BEGIN TEXT PROVIDED

If upgrade is blocked, add a pre-validation layer that sanitizes regex patterns before forwarding to vLLM — reject patterns exceeding complexity thresholds (e.g., nested quantifiers).
RATE-LIMIT: Apply per-user rate limiting on structured output endpoints to slow down brute-force crash attempts.
DETECT

Monitor for sudden vLLM process restarts or spikes in 5xx errors on structured output endpoints. Alert on repeated server crashes from the same API key/user.
ISOLATE

Run vLLM behind an internal-only API gateway; avoid exposing the inference API directly to untrusted users.
AUDIT

Review whether structured output endpoints are exposed to external or low-trust identities.

CISA SSVC Assessment

Decision Track

Exploitation none

Automatable No

Technical Impact partial

Source: CISA Vulnrichment (SSVC v2.0). Decision based on the CISA Coordinator decision tree.

Classification

DoS Inference Framework AML.T0029 - Denial of AI Service AML.T0034 - Cost Harvesting AML.T0040 - AI Model Inference API Access AML.T0049 - Exploit Public-Facing Application

Compliance Impact

This CVE is relevant to:

EU AI Act

Article 15 - Accuracy, robustness and cybersecurity

ISO 42001

A.6.2.8 - AI system availability and performance

NIST AI RMF

GOVERN-1.7 - Processes for AI risk identification and response MANAGE-2.2 - Mechanisms to sustain AI system value and manage risks over time

OWASP LLM Top 10

LLM04 - Model Denial of Service

Frequently Asked Questions

What is CVE-2025-48943?

Any authenticated user of vLLM 0.8.x can crash the entire inference server by submitting a malformed regex as a structured output constraint — no special skills required. This is a shared-resource risk: one bad request takes down inference for all downstream services and agents. Upgrade to vLLM 0.9.0 immediately; if blocked, add regex validation at the API gateway layer.

Is CVE-2025-48943 actively exploited?

Proof-of-concept exploit code is publicly available for CVE-2025-48943, increasing the risk of exploitation.

How to fix CVE-2025-48943?

END TEXT PROVIDED
BEGIN EXTRACTED INFORMATION

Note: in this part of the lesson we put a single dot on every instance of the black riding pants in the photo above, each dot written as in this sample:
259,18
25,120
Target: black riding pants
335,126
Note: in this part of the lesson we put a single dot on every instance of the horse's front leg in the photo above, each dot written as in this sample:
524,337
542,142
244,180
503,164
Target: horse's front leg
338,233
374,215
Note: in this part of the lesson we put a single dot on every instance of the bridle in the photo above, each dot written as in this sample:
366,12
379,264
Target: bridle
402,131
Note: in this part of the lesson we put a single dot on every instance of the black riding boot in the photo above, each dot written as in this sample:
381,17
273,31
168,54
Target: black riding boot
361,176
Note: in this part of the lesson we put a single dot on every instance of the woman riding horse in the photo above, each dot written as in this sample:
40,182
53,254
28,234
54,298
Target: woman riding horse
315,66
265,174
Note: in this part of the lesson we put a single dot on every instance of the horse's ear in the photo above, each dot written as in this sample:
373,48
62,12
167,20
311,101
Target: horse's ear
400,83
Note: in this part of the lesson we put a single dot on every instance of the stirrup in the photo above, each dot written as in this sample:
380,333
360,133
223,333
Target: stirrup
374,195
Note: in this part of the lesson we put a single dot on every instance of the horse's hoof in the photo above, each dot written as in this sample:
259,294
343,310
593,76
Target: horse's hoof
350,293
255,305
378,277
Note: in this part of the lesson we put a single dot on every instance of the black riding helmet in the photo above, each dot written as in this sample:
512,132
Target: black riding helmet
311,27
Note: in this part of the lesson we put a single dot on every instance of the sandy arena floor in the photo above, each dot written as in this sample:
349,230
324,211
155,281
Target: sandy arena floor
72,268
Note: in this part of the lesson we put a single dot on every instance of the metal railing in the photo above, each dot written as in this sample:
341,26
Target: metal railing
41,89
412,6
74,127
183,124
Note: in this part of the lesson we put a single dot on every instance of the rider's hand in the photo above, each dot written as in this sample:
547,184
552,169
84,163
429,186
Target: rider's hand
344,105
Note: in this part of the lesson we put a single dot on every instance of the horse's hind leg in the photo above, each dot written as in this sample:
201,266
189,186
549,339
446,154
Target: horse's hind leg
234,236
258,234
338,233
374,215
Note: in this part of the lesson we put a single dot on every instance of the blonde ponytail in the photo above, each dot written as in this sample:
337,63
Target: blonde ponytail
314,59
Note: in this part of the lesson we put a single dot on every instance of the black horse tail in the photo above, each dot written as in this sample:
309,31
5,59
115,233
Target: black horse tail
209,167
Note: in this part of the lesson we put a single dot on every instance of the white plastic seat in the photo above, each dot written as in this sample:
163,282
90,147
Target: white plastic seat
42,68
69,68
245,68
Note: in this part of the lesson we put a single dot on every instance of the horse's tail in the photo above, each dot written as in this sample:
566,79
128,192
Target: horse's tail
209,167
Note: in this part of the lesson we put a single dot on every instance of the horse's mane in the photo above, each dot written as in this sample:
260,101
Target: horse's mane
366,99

END EXTRACTED INFORMATION

EXERCISE TASKS:
a – From the vLLM CVE advisory, output the passage between "RATE-LIMIT: Apply per-user" and "same API key/user.", inclusive.
b – Continue the vLLM CVE advisory from its last line onward.

LIST OF ANSWERS:
a –
RATE-LIMIT: Apply per-user rate limiting on structured output endpoints to slow down brute-force crash attempts.
DETECT

Monitor for sudden vLLM process restarts or spikes in 5xx errors on structured output endpoints. Alert on repeated server crashes from the same API key/user.

b –
1. PATCH: Upgrade vLLM to >= 0.9.0 immediately (pip install --upgrade vllm). 2. WORKAROUND: If upgrade is blocked, add a pre-validation layer that sanitizes regex patterns before forwarding to vLLM — reject patterns exceeding complexity thresholds (e.g., nested quantifiers). 3. RATE-LIMIT: Apply per-user rate limiting on structured output endpoints to slow down brute-force crash attempts. 4. DETECT: Monitor for sudden vLLM process restarts or spikes in 5xx errors on structured output endpoints. Alert on repeated server crashes from the same API key/user. 5. ISOLATE: Run vLLM behind an internal-only API gateway; avoid exposing the inference API directly to untrusted users. 6. AUDIT: Review whether structured output endpoints are exposed to external or low-trust identities.

What systems are affected by CVE-2025-48943?

This vulnerability affects the following AI/ML architecture patterns: LLM inference serving, structured output pipelines, AI agent frameworks, multi-tenant LLM API gateways, RAG pipelines with constrained generation.

What is the CVSS score for CVE-2025-48943?

CVE-2025-48943 has a CVSS v3.1 base score of 6.5 (MEDIUM). The EPSS exploitation probability is 0.24%.

Technical Details

NVD Description

vLLM is an inference and serving engine for large language models (LLMs). Version 0.8.0 up to but excluding 0.9.0 have a Denial of Service (ReDoS) that causes the vLLM server to crash if an invalid regex was provided while using structured output. This vulnerability is similar to GHSA-6qc9-v4r8-22xg/CVE-2025-48942, but for regex instead of a JSON schema. Version 0.9.0 fixes the issue.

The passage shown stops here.